Collection entries:
..............................
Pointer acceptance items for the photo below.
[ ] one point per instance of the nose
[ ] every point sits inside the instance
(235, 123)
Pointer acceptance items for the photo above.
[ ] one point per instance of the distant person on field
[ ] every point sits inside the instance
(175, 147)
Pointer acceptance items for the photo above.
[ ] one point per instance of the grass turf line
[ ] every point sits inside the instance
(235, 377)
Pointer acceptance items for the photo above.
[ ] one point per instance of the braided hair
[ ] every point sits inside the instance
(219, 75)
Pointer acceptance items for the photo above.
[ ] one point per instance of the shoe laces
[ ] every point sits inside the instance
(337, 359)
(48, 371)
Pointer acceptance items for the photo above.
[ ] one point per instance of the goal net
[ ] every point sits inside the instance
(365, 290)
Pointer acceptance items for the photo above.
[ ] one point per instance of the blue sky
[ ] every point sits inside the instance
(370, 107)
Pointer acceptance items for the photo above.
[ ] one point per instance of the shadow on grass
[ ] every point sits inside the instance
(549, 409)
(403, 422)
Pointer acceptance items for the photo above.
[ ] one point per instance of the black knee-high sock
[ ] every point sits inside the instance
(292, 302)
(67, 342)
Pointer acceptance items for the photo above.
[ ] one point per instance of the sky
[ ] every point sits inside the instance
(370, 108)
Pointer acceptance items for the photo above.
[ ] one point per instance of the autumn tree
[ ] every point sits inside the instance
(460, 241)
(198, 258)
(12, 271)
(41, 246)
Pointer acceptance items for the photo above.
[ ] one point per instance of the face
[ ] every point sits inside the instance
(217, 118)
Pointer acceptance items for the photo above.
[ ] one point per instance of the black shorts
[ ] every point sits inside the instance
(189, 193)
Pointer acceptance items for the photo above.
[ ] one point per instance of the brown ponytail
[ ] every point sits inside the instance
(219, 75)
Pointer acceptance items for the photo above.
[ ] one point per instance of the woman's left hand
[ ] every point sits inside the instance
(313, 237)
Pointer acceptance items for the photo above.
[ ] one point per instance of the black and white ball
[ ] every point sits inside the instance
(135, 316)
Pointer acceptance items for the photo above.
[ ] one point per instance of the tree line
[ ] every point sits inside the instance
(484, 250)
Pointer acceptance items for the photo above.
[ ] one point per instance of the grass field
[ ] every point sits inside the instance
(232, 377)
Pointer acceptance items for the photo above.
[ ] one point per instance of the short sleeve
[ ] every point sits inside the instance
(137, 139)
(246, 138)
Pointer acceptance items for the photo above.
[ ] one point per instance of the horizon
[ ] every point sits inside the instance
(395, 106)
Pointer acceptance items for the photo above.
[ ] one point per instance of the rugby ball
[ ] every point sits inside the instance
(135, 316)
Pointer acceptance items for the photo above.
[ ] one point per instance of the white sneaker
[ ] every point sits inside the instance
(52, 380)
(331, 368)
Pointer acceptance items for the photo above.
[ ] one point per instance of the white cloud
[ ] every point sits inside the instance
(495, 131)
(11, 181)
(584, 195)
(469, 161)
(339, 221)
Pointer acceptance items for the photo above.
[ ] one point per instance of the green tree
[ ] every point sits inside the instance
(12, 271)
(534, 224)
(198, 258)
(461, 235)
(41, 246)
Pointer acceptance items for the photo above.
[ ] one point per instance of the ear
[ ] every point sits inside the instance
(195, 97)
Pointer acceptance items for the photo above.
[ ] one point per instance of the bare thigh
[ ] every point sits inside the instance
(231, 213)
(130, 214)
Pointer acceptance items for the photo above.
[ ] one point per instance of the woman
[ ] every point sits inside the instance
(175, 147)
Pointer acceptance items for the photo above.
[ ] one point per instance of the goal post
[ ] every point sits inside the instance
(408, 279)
..............................
[PROBLEM REQUIREMENTS] Your answer must contain every line of the records, exactly.

[TASK SOLUTION]
Pointer acceptance items for the photo below.
[ ] one point per instance of the nose
[ ] every point sits inside the instance
(235, 123)
Pointer acceptance items for the photo above.
[ ] one point per instance of the distant person on field
[ ] every point sits inside the instance
(175, 147)
Pointer acceptance items for the photo above.
[ ] one point per instance of the grass turf line
[ ] every point sits inside the instance
(235, 377)
Pointer acceptance items for the photo above.
[ ] one point per instance of the braided hair
[ ] every point sits inside the instance
(219, 75)
Pointer acceptance items for the photo above.
[ ] one point per instance of the shoe laces
[ ] every point sits inside the instance
(337, 359)
(48, 371)
Pointer acceptance items for the photo above.
[ ] one point per instance of the goal net
[ ] every point sits inside the instance
(365, 290)
Pointer acceptance items for the photo above.
[ ] one point per instance of the blue sky
[ ] every point sits inside the instance
(370, 107)
Pointer acceptance items for the photo above.
[ ] one point per instance of the shadow on grass
[ ] every point sits inside the instance
(549, 409)
(403, 422)
Pointer acceptance items for the photo above.
[ ] one point per instance of the black knee-high sock
[ ] every point sits inside the instance
(292, 302)
(67, 342)
Pointer acceptance items for the photo above.
[ ] one point per instance of the sky
[ ] every point sits inside the instance
(370, 108)
Pointer acceptance items for the photo above.
[ ] one point per instance of the autumn tree
[ ] every point sits inside the instance
(460, 241)
(198, 258)
(12, 271)
(41, 246)
Pointer acceptance items for the photo above.
[ ] one point per instance of the face
[ ] every point sits inside the instance
(217, 118)
Pointer acceptance items for the photo above.
[ ] one point per instance of the black shorts
[ ] every point sits inside the instance
(189, 193)
Pointer acceptance items for the photo above.
[ ] one point per instance of the brown ponytail
[ ] every point sits inside the instance
(219, 75)
Pointer acceptance items for the photo above.
[ ] one point per instance of the woman's left hand
[ ] every point sits inside the instance
(313, 237)
Pointer acceptance items for the photo above.
[ ] one point per instance of the black and white ball
[ ] every point sits inside the instance
(135, 316)
Pointer acceptance items for the photo above.
[ ] one point per instance of the tree line
[ ] every point sits inside the instance
(484, 250)
Pointer acceptance items for the photo above.
[ ] one point per instance of the grass field
[ ] every point sits inside the instance
(232, 377)
Pointer acceptance items for the photo above.
[ ] one point per instance of the short sleeve
[ ] every point sits inside the instance
(137, 139)
(246, 138)
Pointer acceptance items for the photo above.
[ ] one point per instance of the horizon
[ ] every point sits inside the instance
(395, 106)
Pointer acceptance items for the photo above.
[ ] one point per instance of the rugby ball
[ ] every point sits inside the instance
(135, 316)
Pointer acceptance items for the photo above.
[ ] one point per instance of the white sneaker
[ ] every point sits inside the instance
(52, 380)
(331, 368)
Pointer acceptance items for the photo above.
[ ] one point per instance of the white cloud
[ ] every point sits inside the instance
(495, 131)
(11, 181)
(584, 195)
(469, 161)
(339, 221)
Pointer acceptance items for the photo above.
[ ] one point per instance of the green tree
[ ] every point sits inside the instance
(12, 271)
(534, 224)
(198, 258)
(461, 235)
(41, 246)
Pointer acceptance items for the photo above.
[ ] one point per instance of the ear
[ ] every point sits inside the instance
(195, 97)
Pointer acceptance items for the photo above.
[ ] one point per instance of the bare thigh
[ ] every point sits inside the instance
(231, 213)
(130, 214)
Pointer acceptance items for the photo above.
[ ] one point per instance of the woman
[ ] every point sits inside the instance
(175, 147)
Pointer acceptance items for the photo above.
[ ] one point per instance of the goal post
[ ] every point sits inside the instance
(408, 279)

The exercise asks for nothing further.